* **SUPPLIED RECORDS**

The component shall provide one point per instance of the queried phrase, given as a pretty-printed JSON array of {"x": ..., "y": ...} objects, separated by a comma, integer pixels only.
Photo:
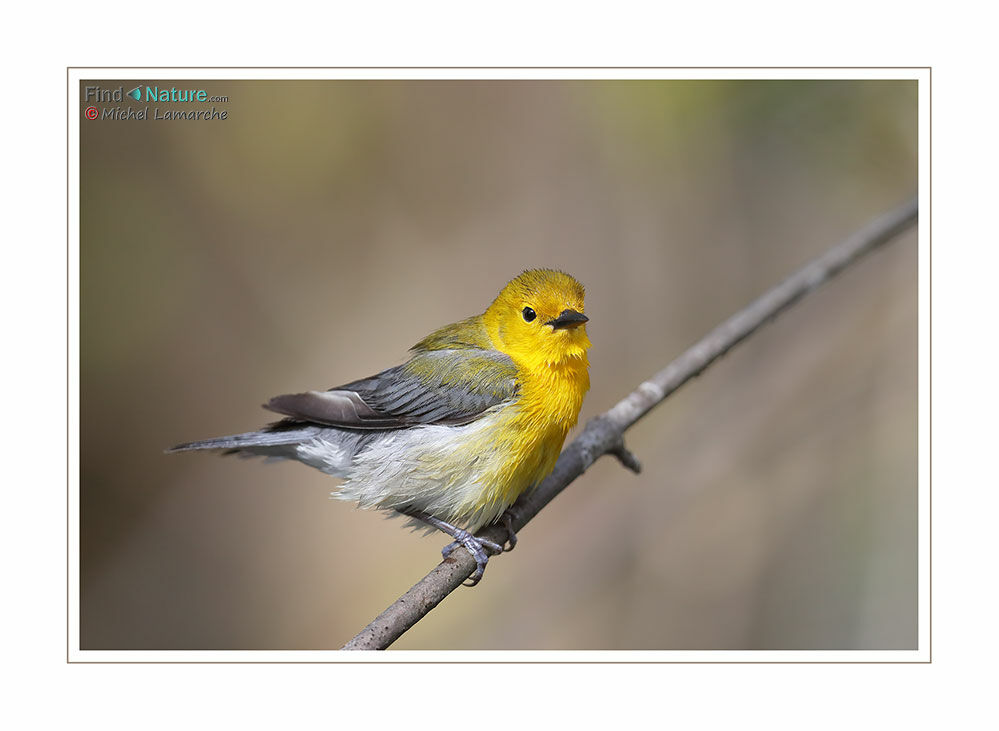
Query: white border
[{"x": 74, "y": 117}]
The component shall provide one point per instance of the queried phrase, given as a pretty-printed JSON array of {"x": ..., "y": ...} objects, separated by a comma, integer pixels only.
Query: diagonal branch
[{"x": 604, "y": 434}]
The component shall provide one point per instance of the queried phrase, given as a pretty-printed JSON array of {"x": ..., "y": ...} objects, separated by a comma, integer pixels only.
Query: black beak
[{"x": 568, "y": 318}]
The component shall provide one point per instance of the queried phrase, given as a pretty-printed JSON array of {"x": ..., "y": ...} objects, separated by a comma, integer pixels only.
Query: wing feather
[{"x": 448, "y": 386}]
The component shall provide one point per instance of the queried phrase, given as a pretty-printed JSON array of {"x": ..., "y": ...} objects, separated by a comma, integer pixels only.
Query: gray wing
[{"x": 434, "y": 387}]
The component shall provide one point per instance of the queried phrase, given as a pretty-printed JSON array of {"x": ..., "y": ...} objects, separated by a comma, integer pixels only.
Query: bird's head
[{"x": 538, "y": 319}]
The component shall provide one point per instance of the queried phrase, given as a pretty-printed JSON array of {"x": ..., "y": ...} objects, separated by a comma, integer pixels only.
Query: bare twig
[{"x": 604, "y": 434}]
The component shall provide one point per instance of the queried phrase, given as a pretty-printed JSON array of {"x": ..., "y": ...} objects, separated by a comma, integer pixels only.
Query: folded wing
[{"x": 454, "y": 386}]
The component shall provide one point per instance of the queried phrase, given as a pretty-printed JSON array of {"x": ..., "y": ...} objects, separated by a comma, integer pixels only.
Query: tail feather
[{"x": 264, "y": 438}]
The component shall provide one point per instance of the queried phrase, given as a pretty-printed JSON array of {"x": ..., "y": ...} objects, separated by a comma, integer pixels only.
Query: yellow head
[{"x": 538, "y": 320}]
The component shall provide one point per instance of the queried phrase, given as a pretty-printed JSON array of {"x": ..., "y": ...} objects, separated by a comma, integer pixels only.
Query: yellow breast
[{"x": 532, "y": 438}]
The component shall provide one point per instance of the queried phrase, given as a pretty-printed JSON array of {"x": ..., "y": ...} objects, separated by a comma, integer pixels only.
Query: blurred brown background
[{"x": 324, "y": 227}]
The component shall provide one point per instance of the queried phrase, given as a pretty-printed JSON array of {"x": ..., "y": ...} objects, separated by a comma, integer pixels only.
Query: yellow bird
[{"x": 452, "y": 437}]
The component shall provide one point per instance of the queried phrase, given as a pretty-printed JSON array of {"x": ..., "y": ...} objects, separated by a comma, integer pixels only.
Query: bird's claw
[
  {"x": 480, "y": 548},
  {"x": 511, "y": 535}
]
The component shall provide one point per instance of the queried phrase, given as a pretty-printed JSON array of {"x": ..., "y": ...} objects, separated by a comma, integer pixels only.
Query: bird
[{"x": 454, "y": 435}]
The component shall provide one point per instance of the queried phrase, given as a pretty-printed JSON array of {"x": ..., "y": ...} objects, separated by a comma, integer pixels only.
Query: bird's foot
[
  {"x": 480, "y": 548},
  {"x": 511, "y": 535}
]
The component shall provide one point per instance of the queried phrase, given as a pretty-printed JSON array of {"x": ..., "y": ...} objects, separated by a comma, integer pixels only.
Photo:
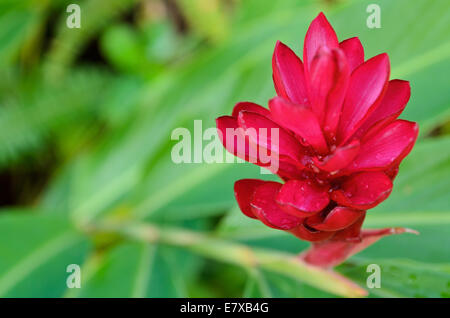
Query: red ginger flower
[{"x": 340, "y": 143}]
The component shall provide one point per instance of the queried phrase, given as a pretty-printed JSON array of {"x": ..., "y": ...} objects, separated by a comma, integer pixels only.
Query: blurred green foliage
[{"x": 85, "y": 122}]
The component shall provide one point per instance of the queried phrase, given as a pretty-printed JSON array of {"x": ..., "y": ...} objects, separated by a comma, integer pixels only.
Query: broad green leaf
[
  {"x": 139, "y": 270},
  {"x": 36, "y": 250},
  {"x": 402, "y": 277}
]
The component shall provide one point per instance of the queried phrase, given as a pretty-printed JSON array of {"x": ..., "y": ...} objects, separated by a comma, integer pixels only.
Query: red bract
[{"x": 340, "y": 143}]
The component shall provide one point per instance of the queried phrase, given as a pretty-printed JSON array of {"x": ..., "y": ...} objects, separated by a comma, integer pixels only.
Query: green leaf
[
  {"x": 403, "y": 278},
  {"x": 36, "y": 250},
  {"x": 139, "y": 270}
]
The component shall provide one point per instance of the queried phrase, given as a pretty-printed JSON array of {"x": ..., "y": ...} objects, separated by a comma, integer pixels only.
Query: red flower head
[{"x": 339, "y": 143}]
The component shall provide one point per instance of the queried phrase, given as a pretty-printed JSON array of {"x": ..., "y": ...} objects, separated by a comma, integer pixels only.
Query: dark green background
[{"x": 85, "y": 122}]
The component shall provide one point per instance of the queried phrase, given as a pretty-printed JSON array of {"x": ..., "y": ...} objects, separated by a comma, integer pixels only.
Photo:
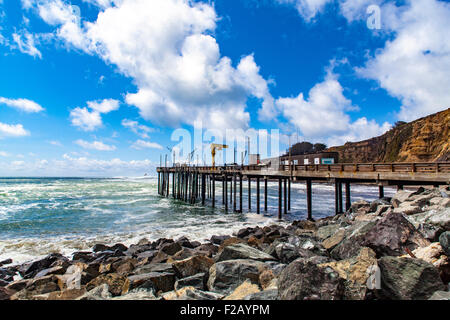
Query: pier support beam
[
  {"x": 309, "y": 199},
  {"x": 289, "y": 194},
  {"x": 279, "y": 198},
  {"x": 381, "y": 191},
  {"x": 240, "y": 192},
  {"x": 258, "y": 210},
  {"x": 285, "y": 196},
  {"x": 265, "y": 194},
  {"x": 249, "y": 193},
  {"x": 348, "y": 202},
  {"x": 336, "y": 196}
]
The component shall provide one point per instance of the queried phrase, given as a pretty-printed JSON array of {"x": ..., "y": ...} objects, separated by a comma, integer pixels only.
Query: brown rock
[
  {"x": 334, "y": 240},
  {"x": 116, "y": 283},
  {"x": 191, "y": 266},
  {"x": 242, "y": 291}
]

* **GOAL OF THE EXERCISE**
Using the records above, retype everything exactly except the pictures.

* **THE REPLY**
The component shall provide one point per instance of the queried phrase, given as a pretty-printed JSON array of {"x": ..., "y": ...} objects, separated by a comma, integer pixels only.
Photo:
Query: white border
[{"x": 74, "y": 117}]
The component shall provide one point per instance of the queried phrase, given as a pretty-printed JSON array of {"x": ..., "y": ...} objects, separated by a comma, integer pixels only.
Query: diagonal branch
[{"x": 604, "y": 434}]
The component shall provide one point per instance of the queried phrase, given as a pretty-printed JSON array of {"x": ..., "y": ...} objects, separated by a comma, integer pixels only.
Query: black beak
[{"x": 568, "y": 318}]
The component shall provide one point per instance of the queried phrase, given as a pretty-printed JSON array of {"x": ..., "y": ...} objects, separated by a comma, integer pixels only.
Query: wing feather
[{"x": 448, "y": 386}]
The component shall provide one point per instance of the queried phrase, given as a pretty-printed JSON array of {"x": ..., "y": ...} objects, separated by a comma, integer pixels only.
Query: gray wing
[{"x": 434, "y": 387}]
The component shall provide one point per instance of the queried phrase, given as a pretty-printed JSON array of {"x": ..., "y": ...} objects, separated by a comma, integer pixels only.
Query: bird's head
[{"x": 538, "y": 319}]
The component shall provide one point per instance of the queried phrase, given as a pretty-printed JSON array of {"x": ..., "y": ...} objects, separated by a comma, integer pixels only.
Query: bare twig
[{"x": 604, "y": 434}]
The component shall provide one point per instance of the queried phrase, given as a pretty-printed JSON array of {"x": ..., "y": ...} objects, separated by a comma, integer pixels only.
Query: folded wing
[{"x": 454, "y": 386}]
The component shall provide one point per instance of the queried phrase, given as a pretty-printed JSON array of {"x": ..., "y": ...} objects, separated by a comma, integer pixels only.
Query: tail feather
[{"x": 264, "y": 438}]
The component shall provide one point per instance of the queried phrase, given as a pretty-printed JSON array of {"x": ..., "y": ...} objects, separated by a comma, integer pixels only.
Query: yellow head
[{"x": 538, "y": 320}]
The component shall provide one point per instance of the queried phrase, given as a pretty-printed JSON array of {"x": ..., "y": ...} objects, separated by a comma, integer pixels only.
Query: yellow breast
[{"x": 532, "y": 438}]
The component shall provide one point per instance of the queried phrase, given as a pretty-printed JSON array of {"x": ..., "y": ...} objects, separated by a comma, integer pixels only.
Query: blurred brown background
[{"x": 324, "y": 227}]
The component shall provide one point per instance of the queried phrase, given as a pretty-printed JSON array of {"x": ..., "y": ...} objects, separated by a comma, integer pixels only.
Query: yellow bird
[{"x": 452, "y": 437}]
The component shall provide one point per instance of the queried phrase, given as a pretty-printed JSON array of {"x": ..., "y": ...} objects, separated by a comma, integer pixels only.
Query: bird's claw
[
  {"x": 480, "y": 548},
  {"x": 511, "y": 535}
]
The component shall provide one point per instance of the queried phrase, given as a pretty-printed JSON array of {"x": ..., "y": ...} objects, separated by a comma, integer pixels only.
Query: bird
[{"x": 454, "y": 435}]
The component shall provide one point per instance of the queried phrase, given as a pretty-printed JSON array of {"x": ..., "y": ...} objects, separated by a comma, integer pixels only.
Query: bird's foot
[
  {"x": 480, "y": 548},
  {"x": 511, "y": 535}
]
The component shall provide one point per instance of the queried phrase, given as a pretty-printed JSON array of {"x": ..., "y": ...} objects, separated by a comma, integer pixels only.
Photo:
Query: red ginger flower
[{"x": 340, "y": 143}]
The component shall provide one point per instance of the queried phrase, given as a pretty-printed JSON array of {"x": ..., "y": ...} objects, separated by a comma, integer pixels only.
Query: blurred green foliage
[{"x": 85, "y": 122}]
The component shall provide one point per instance of the queried phrase, given as a pretty-printed JSON array of {"x": ..., "y": ...} objects, separated by a comma, integer pixels only.
Query: broad green leaf
[
  {"x": 139, "y": 270},
  {"x": 36, "y": 250},
  {"x": 402, "y": 277}
]
The component shall provide one point per instance of the queried phrase, given as a pretty-printed JSON array of {"x": ..., "y": ...} objects, separated by a comma, integer pixels only.
Query: red bract
[{"x": 340, "y": 143}]
The component shall provide one point per instance of the queried phrase, given as a pretty-printed JSON array of {"x": ..., "y": ...} objects, separated by a comma, integer pixels only.
Query: green leaf
[
  {"x": 403, "y": 278},
  {"x": 36, "y": 250},
  {"x": 139, "y": 270}
]
The component shall provide one point per instance of the queried phrase, given as a pretty-printed JSON array of {"x": ..., "y": ...} objects, separated by a comma, integer pixels only.
Query: red flower head
[{"x": 339, "y": 143}]
The component shall provide one point per instance of the queried phrase, given as a pretty-printed JSON array of {"x": ..., "y": ...} objects, separated by a comma, integer pixels only.
Query: dark green background
[{"x": 85, "y": 122}]
The component shall provide one point per instance of the queried phrase, given as a pretty-printed JSON array of {"x": ..., "y": ...} objects, separated by a comma, integer pixels only.
Photo:
Query: pier support beam
[
  {"x": 309, "y": 199},
  {"x": 289, "y": 194},
  {"x": 279, "y": 198},
  {"x": 381, "y": 191},
  {"x": 240, "y": 192},
  {"x": 258, "y": 210},
  {"x": 285, "y": 196},
  {"x": 265, "y": 194},
  {"x": 249, "y": 193},
  {"x": 348, "y": 202},
  {"x": 336, "y": 196}
]
The component shall provide one point per instance of the queried phrase, given as a pretty-printed JSON array of {"x": ..., "y": ...} objects, separated by a comma, integer pixels only.
Query: brown rock
[
  {"x": 334, "y": 240},
  {"x": 116, "y": 283},
  {"x": 191, "y": 266},
  {"x": 242, "y": 291}
]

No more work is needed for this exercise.